Top of Data shown

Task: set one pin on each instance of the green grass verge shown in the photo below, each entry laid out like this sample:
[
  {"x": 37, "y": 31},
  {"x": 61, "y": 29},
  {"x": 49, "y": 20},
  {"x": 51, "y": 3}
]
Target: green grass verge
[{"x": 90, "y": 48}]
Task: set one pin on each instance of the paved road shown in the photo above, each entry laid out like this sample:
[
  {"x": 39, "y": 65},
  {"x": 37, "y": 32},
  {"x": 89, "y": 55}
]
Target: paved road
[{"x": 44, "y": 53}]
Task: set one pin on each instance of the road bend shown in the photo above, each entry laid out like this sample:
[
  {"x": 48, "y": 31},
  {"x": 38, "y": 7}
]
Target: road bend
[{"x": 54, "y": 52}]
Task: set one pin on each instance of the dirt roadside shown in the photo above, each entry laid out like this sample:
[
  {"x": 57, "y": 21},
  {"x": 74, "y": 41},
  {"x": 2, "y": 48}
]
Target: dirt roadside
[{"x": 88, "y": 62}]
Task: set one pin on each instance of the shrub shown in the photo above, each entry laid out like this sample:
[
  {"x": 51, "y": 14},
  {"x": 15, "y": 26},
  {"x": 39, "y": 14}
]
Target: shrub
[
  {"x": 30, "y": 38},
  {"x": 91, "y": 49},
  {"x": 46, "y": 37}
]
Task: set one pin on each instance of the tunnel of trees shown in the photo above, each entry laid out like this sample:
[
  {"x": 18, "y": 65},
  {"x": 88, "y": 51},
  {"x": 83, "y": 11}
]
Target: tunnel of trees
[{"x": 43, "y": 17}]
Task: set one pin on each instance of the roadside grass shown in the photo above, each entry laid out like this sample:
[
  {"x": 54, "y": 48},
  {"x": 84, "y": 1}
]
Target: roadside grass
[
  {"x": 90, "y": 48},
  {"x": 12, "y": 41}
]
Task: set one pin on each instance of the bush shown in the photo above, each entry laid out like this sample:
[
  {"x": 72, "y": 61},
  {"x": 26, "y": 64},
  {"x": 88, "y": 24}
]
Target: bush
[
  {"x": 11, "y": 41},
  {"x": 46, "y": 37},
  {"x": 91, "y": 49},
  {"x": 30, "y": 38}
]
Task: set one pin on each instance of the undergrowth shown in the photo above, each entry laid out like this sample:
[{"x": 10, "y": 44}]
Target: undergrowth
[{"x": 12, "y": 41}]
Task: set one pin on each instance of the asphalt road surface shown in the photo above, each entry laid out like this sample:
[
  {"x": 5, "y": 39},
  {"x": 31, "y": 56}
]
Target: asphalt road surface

Bottom of Data shown

» What you should do: Copy the data word for word.

» Problem solution:
Task: set one pin on each instance of the green grass verge shown in the photo below, each entry laid out like this sample:
[
  {"x": 37, "y": 31},
  {"x": 61, "y": 29},
  {"x": 49, "y": 20},
  {"x": 51, "y": 3}
]
Target: green grass verge
[{"x": 90, "y": 48}]
Task: set one pin on each instance of the paved road shown in the photo above, each entry laid out like this sample:
[
  {"x": 39, "y": 65},
  {"x": 37, "y": 32},
  {"x": 89, "y": 55}
]
Target: paved road
[{"x": 44, "y": 53}]
Task: set one pin on each instance of the road bend shown in the photo above, each entry laid out like this sample:
[
  {"x": 48, "y": 31},
  {"x": 38, "y": 7}
]
Target: road bend
[{"x": 54, "y": 52}]
Task: set one pin on each instance of the dirt roadside shown in the photo above, each entry laid out like this sample:
[
  {"x": 57, "y": 21},
  {"x": 74, "y": 41},
  {"x": 2, "y": 48}
]
Target: dirt roadside
[{"x": 88, "y": 62}]
Task: set one pin on each instance of the shrub shown in the photo above, each entry laid out like this sample:
[
  {"x": 51, "y": 14},
  {"x": 15, "y": 26},
  {"x": 39, "y": 14}
]
Target: shrub
[
  {"x": 30, "y": 38},
  {"x": 91, "y": 49},
  {"x": 46, "y": 37}
]
Task: set one pin on each instance of the tunnel of trees shown in the photo above, each entry laid out like this sample:
[
  {"x": 18, "y": 65},
  {"x": 88, "y": 51},
  {"x": 83, "y": 11}
]
Target: tunnel of trees
[{"x": 43, "y": 17}]
Task: set one pin on each instance of the roadside grass shown in the photo above, each entry laid out like this sample:
[
  {"x": 54, "y": 48},
  {"x": 84, "y": 1}
]
Target: roadside grass
[
  {"x": 90, "y": 48},
  {"x": 12, "y": 41}
]
Task: set one pin on each instance of the bush shown in the photo above, each entry laid out like this sample:
[
  {"x": 72, "y": 61},
  {"x": 26, "y": 64},
  {"x": 88, "y": 24}
]
Target: bush
[
  {"x": 11, "y": 41},
  {"x": 46, "y": 37},
  {"x": 91, "y": 49},
  {"x": 30, "y": 38}
]
Task: set one pin on each instance of the undergrowth shown in the photo above, each entry laid out like this sample:
[{"x": 10, "y": 44}]
Target: undergrowth
[{"x": 12, "y": 41}]
Task: set one pin on each instance of the asphalt road surface shown in the photo above, each entry laid out like this sample:
[
  {"x": 5, "y": 39},
  {"x": 31, "y": 56}
]
Target: asphalt road surface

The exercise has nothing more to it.